(DATASET EXTRACT Opens)
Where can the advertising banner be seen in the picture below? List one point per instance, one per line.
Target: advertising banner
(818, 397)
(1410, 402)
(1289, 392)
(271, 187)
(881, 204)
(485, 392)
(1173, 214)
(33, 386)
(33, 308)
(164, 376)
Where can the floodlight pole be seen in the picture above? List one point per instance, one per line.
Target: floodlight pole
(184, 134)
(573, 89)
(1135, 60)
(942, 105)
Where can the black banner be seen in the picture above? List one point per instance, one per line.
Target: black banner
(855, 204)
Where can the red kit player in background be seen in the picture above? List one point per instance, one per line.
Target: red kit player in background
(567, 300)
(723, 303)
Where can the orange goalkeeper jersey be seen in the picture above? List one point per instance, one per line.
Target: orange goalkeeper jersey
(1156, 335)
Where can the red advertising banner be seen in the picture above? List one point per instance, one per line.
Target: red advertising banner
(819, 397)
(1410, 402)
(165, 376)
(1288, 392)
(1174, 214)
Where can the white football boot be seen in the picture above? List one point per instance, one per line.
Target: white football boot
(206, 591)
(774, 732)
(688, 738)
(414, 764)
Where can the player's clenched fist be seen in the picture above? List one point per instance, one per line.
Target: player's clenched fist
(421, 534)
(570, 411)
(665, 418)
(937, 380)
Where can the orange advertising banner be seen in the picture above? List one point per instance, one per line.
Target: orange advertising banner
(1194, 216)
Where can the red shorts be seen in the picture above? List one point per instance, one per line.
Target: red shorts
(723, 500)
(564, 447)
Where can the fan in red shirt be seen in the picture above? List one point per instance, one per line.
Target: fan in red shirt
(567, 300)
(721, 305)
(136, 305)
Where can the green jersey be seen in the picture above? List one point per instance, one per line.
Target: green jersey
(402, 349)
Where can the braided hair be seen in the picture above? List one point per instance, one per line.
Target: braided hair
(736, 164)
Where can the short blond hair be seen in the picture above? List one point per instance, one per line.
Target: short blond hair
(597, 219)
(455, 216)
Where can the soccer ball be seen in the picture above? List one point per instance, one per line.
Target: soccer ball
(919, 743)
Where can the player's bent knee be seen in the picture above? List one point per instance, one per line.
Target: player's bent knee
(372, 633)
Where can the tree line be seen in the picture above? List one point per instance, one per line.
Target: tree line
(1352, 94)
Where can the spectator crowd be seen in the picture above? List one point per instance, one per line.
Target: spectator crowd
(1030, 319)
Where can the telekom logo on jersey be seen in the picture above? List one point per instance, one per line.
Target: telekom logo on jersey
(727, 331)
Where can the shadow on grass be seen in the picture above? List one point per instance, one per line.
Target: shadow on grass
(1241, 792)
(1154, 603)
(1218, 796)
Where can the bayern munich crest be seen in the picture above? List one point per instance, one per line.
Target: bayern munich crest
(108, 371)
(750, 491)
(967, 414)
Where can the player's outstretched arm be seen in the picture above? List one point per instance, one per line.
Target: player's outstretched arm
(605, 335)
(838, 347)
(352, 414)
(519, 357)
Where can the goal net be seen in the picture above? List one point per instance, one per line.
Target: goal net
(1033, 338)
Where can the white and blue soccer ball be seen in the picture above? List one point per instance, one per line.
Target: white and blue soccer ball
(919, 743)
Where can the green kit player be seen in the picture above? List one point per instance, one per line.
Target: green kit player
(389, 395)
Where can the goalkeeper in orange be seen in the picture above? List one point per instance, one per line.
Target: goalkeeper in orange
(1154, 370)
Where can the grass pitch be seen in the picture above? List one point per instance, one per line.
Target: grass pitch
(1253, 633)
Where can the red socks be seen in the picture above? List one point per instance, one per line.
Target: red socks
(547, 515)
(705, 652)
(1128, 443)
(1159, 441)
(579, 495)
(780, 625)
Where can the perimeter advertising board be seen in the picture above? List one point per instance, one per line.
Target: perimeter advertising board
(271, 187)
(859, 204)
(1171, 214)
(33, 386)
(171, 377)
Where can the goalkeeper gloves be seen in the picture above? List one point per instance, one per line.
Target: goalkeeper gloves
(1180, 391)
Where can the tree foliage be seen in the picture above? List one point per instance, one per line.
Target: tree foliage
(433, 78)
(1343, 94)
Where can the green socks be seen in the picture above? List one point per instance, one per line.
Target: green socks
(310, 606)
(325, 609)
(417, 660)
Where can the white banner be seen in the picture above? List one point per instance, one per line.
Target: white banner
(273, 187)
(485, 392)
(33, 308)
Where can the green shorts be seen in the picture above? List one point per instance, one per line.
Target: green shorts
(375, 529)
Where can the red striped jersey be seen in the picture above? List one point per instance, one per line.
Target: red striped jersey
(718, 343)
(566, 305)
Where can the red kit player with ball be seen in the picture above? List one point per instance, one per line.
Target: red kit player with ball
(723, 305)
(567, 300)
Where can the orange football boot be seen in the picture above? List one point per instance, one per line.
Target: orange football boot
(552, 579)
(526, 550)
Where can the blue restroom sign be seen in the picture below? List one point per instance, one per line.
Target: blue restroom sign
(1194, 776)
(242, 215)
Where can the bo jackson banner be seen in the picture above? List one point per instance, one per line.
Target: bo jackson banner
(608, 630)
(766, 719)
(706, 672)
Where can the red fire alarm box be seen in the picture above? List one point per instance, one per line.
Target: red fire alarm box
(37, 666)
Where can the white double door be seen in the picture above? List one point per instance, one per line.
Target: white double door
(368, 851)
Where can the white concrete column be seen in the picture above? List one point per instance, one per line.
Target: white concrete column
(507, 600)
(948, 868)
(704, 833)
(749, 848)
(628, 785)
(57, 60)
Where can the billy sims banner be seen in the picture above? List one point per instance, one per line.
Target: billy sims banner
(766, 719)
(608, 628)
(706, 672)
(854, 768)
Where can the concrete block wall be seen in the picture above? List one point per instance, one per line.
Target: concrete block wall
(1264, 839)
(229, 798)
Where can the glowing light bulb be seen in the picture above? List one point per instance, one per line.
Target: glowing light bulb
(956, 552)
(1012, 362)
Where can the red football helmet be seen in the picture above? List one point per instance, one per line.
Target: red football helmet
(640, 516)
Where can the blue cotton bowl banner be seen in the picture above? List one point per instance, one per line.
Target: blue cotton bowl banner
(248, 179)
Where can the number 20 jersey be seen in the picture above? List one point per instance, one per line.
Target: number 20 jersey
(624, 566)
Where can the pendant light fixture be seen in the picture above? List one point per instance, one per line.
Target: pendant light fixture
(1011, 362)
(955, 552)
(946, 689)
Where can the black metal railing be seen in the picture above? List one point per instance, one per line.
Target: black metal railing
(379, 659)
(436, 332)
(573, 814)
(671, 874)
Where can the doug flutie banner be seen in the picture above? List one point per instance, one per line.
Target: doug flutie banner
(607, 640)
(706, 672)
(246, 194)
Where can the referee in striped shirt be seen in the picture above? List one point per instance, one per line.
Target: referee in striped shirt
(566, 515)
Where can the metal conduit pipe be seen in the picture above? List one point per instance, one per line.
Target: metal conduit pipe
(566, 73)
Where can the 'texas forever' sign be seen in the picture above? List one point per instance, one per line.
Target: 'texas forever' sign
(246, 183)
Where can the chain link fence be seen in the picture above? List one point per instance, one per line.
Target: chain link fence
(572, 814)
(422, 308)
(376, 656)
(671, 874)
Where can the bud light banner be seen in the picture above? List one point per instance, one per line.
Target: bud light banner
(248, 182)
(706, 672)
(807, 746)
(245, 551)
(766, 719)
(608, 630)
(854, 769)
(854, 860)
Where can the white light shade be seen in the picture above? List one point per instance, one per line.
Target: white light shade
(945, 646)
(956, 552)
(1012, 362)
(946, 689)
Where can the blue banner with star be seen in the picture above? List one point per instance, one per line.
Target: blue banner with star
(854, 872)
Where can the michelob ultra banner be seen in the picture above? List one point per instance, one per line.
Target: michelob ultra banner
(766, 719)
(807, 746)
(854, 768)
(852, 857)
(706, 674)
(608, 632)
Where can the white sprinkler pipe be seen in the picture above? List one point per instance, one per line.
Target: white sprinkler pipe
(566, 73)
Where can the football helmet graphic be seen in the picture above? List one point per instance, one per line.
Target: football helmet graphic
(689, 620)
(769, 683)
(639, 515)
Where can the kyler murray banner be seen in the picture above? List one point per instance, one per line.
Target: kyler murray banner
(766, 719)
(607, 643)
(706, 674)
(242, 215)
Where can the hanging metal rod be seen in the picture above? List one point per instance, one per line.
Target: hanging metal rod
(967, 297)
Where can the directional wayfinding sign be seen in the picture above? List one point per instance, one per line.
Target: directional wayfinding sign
(DATASET EXTRACT Closes)
**DIRECTIONS FOR THIS TASK**: Locate the lines above that contain "wayfinding" and copy them.

**WRITTEN SOLUTION**:
Where can the directional wayfinding sign be seen in the picture above? List one point per instance, one per line.
Target: directional wayfinding sign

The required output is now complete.